◆ **Given problem 1**:
Please update the records starting at the line that contains "the laptop screen" and ending at the end of the records, replacing "component" with "module" and keeping all else unchanged.

***** Source text

Okay, I’m gonna come clean: I volunteered to review this record because I love the Bedroom Community label, and I’m interested in all things Icelandic. Little did I know I was signing up to spend hours staring at a blank screen as I slowly realised the depth of my ignorance on the subject of contemporary classical composition.

Sure, I’ve encountered some of the big hitters – Xenakis, Reich, Messiaen. I listen to bands that flirt with classical style if not structures; Final Fantasy, Sufjan Stevens, Simon Bookish. But the lack of words forthcoming after listening to Daníel Bjarnason’s unarguably accomplished Processions felt… a little like vertigo, to be honest.

Which is probably quite fitting, as Processions is a thoroughly uneasy affair. The Icelandic composer, who shares the Bedroom Community label with the mercurial Nico Muhly, has a knack for twisting arrangements into counter-intuitive, teetering structures that never afford the listener time to get comfortable. The sounds seem to jar against each other, creating a nervy tension that permeates the album. The opening tracks of the first movement (entitled ‘Bow To String’) could soundtrack Jack Nicholson creeping around that huge abandoned hotel in The Shining slowly losing his shit.

**********
***** Listing

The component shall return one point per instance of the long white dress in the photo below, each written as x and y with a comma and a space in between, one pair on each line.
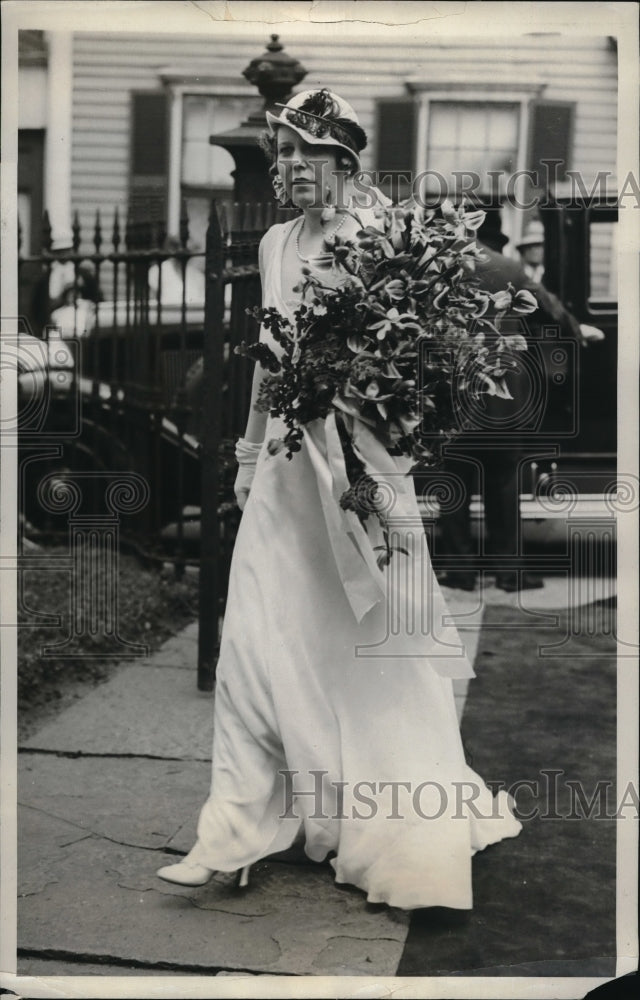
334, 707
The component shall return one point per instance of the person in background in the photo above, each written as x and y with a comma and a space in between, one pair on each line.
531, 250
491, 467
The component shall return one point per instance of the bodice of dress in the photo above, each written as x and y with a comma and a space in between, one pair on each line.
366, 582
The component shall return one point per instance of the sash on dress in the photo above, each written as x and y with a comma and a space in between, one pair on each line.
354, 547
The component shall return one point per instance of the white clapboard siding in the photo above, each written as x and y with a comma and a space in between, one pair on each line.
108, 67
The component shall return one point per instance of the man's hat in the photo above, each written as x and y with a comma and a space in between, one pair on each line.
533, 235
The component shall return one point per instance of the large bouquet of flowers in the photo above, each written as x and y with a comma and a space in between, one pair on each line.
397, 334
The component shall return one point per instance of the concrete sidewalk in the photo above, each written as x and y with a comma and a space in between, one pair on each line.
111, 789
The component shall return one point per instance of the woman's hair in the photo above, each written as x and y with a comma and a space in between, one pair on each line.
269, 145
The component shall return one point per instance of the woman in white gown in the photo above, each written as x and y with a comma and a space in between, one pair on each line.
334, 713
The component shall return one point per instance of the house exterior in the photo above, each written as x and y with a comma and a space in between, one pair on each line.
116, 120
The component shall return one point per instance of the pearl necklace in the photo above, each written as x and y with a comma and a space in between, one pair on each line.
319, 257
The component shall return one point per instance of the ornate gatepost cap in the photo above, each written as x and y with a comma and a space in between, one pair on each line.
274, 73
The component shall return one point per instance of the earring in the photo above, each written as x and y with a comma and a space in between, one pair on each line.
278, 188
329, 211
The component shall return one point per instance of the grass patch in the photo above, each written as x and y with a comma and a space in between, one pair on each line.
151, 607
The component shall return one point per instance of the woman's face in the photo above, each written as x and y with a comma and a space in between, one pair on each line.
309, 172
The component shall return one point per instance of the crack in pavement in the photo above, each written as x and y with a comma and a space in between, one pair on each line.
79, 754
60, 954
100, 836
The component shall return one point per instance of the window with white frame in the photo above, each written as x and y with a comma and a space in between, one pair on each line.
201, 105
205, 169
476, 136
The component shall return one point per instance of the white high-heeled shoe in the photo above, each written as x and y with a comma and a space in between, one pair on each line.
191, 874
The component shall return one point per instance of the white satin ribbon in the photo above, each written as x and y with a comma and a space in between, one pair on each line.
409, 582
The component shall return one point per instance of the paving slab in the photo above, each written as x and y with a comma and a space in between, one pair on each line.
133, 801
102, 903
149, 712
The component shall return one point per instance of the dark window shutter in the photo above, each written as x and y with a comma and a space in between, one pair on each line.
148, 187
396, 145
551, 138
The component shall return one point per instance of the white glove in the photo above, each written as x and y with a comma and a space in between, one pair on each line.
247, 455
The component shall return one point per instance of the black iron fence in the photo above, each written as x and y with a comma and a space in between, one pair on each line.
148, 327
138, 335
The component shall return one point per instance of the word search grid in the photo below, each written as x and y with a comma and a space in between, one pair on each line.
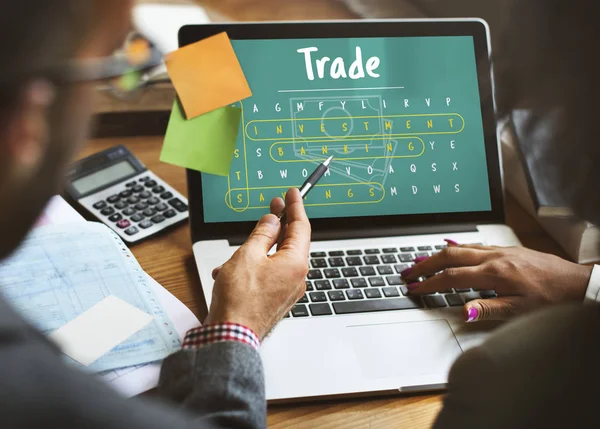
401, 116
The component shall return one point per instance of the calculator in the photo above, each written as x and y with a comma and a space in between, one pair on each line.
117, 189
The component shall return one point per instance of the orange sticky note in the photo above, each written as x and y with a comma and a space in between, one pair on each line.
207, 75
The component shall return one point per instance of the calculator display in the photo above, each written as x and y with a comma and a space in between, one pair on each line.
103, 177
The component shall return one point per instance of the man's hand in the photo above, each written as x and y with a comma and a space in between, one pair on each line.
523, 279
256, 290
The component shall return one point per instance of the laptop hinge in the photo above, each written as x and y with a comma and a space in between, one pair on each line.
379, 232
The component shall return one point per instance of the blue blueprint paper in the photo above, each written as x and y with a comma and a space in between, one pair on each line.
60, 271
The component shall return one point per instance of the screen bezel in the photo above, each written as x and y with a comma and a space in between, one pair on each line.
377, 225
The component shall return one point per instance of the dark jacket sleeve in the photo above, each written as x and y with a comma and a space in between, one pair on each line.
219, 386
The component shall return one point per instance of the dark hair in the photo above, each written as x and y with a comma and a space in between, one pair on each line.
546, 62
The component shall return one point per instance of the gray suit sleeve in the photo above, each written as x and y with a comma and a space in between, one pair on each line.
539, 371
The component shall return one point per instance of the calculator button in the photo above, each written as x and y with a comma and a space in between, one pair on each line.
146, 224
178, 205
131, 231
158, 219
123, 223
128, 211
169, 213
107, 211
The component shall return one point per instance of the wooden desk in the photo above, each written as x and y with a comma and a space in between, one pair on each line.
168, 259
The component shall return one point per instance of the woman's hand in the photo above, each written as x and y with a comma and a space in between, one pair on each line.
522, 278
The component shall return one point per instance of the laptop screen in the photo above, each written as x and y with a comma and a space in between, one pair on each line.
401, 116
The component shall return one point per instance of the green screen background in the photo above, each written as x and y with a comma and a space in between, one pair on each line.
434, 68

**********

◆ **Given problem 2**:
Duplicate the part of the review starting at "Okay, I’m gonna" and ending at "contemporary classical composition." word for word.

◆ **Complete response 1**:
The module shall return one point per instance of the laptop screen in the photo above, each written as x and y with a comma and a space in between, one pair on each line.
401, 116
The module shall return one point per instance of the green screen background in the photo above, each written as x and y with a comma and a space in between, one pair on each line.
434, 68

◆ **Complete response 2**:
Okay, I’m gonna come clean: I volunteered to review this record because I love the Bedroom Community label, and I’m interested in all things Icelandic. Little did I know I was signing up to spend hours staring at a blank screen as I slowly realised the depth of my ignorance on the subject of contemporary classical composition.